__Problem details__:
Rewrite the listing below from the line containing "For every instance of the leafy" through its end, swapping "green stem" for "green stalk" and keeping everything else unchanged.

>> Start Data entries

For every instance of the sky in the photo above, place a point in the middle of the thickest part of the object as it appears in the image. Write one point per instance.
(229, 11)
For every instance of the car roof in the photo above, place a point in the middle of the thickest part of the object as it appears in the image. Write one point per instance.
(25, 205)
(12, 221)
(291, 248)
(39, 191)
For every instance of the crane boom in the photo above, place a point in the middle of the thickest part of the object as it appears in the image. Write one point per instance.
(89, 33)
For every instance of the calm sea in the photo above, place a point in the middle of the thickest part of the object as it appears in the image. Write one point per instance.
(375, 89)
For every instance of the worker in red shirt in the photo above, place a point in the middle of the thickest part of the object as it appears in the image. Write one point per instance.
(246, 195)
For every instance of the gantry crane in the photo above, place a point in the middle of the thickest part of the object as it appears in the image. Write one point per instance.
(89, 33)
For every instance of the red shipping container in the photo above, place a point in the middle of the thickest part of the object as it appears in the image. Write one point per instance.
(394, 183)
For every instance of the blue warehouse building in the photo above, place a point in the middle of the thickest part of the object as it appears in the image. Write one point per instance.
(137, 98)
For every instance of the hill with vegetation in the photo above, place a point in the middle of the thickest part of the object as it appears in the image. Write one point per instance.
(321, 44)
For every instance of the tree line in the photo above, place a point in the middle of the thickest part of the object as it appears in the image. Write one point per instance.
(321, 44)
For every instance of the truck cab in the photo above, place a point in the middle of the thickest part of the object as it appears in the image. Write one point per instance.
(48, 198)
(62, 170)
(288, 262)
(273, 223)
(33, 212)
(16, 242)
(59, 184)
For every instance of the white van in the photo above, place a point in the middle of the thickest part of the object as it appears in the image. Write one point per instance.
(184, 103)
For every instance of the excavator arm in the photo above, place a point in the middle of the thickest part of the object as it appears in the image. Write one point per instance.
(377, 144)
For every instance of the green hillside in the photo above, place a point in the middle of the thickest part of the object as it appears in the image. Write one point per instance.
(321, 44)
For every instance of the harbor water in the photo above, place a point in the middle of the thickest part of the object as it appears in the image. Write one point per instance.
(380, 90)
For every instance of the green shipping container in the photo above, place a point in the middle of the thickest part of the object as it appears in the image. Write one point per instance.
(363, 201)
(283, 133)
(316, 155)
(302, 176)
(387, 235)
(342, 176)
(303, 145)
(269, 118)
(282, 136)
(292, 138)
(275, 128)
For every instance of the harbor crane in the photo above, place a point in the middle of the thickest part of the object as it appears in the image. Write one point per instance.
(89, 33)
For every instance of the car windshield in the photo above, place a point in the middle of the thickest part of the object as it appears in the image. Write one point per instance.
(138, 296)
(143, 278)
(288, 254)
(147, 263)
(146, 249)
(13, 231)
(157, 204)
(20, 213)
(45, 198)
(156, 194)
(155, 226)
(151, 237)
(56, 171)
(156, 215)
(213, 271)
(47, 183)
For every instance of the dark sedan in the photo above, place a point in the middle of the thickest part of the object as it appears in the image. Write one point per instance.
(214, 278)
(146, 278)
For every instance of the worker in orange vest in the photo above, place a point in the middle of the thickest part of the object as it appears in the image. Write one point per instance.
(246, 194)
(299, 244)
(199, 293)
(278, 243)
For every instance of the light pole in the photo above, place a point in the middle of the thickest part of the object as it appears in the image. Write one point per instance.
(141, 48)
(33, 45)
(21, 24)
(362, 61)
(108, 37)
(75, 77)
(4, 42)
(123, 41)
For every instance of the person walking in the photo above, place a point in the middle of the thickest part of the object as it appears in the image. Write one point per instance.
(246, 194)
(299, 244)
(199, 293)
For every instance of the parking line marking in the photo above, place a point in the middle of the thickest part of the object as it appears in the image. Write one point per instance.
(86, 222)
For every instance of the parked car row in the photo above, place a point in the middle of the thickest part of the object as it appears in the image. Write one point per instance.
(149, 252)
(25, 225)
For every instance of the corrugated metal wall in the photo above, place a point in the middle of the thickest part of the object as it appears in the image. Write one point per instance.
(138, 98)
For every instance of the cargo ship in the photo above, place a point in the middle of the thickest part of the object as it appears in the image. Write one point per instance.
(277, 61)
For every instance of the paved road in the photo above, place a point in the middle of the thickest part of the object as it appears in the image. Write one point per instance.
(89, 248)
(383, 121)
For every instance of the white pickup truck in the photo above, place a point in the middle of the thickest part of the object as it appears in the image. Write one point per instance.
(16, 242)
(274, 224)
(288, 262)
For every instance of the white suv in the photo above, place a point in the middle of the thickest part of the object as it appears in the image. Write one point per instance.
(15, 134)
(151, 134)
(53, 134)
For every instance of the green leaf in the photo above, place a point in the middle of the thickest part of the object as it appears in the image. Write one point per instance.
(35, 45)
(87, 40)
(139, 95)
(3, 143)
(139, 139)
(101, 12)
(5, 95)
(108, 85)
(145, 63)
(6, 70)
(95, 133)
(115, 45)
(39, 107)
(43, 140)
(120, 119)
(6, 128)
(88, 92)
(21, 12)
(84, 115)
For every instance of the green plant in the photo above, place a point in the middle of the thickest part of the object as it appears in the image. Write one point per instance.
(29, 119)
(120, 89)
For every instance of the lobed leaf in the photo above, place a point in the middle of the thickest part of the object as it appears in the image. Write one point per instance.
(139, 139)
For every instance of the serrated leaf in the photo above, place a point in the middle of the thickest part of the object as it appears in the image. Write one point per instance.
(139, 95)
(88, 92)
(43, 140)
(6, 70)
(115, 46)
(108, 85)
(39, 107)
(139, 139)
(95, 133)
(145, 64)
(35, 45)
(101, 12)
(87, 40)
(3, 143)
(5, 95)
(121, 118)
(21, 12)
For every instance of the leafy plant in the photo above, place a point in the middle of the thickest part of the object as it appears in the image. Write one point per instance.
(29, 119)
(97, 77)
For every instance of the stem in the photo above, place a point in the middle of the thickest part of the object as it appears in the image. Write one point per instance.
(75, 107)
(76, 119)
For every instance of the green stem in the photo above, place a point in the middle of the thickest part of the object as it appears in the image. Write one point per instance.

>> End Data entries

__Reply to the task__:
For every instance of the leafy plant in the photo above, place a point in the middle of the thickest part of the object as it appears in the image. Write one point per instance.
(29, 119)
(97, 77)
For every instance of the stem in the photo above, place a point in the middle of the thickest part of the object as it appears in the image. Write one point per instance.
(75, 107)
(76, 119)
For every instance of the green stalk in the photo above, place a point in the middle of the thickest part of the object as it appears in the image. Write one point per instance.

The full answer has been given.